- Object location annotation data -
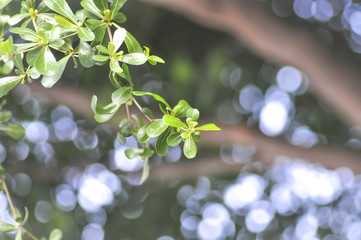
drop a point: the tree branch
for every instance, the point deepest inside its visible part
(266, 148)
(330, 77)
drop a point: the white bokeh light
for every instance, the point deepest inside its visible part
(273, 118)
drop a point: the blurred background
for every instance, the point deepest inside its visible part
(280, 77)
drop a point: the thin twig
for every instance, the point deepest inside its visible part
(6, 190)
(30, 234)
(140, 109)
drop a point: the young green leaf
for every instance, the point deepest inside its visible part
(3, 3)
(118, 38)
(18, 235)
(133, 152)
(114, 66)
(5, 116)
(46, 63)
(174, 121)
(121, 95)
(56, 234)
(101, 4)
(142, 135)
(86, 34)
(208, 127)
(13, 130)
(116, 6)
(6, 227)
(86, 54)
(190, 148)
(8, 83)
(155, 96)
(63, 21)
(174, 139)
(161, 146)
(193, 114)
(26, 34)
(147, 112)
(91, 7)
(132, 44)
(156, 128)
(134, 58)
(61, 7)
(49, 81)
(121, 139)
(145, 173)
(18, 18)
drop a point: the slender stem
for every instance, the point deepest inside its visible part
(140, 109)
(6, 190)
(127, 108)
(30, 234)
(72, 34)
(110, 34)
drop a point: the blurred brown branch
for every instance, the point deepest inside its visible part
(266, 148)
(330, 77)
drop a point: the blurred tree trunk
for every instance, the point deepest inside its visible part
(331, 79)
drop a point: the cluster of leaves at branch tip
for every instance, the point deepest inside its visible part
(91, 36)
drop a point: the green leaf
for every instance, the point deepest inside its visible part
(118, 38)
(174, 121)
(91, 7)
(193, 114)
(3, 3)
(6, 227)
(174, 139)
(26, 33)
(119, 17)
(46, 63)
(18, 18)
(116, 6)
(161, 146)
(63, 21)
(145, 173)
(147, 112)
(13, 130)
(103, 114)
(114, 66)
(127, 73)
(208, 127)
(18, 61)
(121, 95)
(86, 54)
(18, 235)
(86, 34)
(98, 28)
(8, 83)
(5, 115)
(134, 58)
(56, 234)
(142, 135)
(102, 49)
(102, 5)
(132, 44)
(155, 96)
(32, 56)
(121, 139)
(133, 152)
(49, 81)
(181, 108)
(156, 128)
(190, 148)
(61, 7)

- Stated exercise -
Scale every coordinate in the answers by 1.45, rounding to whole numbers with halves rounded up. Write out all the lines from the one with "drop a point: the blurred brown branch" through the end of the items, requests included, with the scaled coordinates in place of the originals.

- Answer -
drop a point: the blurred brown branch
for every instance, the point deepest inside its visible part
(386, 215)
(479, 112)
drop a point: the blurred tree trunk
for every instance, the point deepest inside its visible part
(480, 115)
drop a point: the cluster of leaves at branch tip
for every instance, the point deepest inside its visible part
(132, 52)
drop a point: the green leaf
for every instance, the point deepest inside its visible part
(171, 55)
(252, 175)
(132, 10)
(280, 165)
(4, 4)
(9, 329)
(252, 202)
(38, 48)
(173, 25)
(67, 91)
(26, 26)
(168, 9)
(233, 212)
(91, 30)
(210, 251)
(213, 162)
(19, 189)
(149, 165)
(165, 96)
(184, 106)
(302, 184)
(26, 88)
(175, 138)
(125, 78)
(26, 341)
(125, 49)
(142, 41)
(12, 120)
(7, 167)
(194, 84)
(81, 339)
(206, 196)
(148, 71)
(148, 7)
(191, 64)
(225, 139)
(46, 81)
(175, 202)
(193, 220)
(71, 117)
(262, 157)
(226, 186)
(276, 215)
(88, 10)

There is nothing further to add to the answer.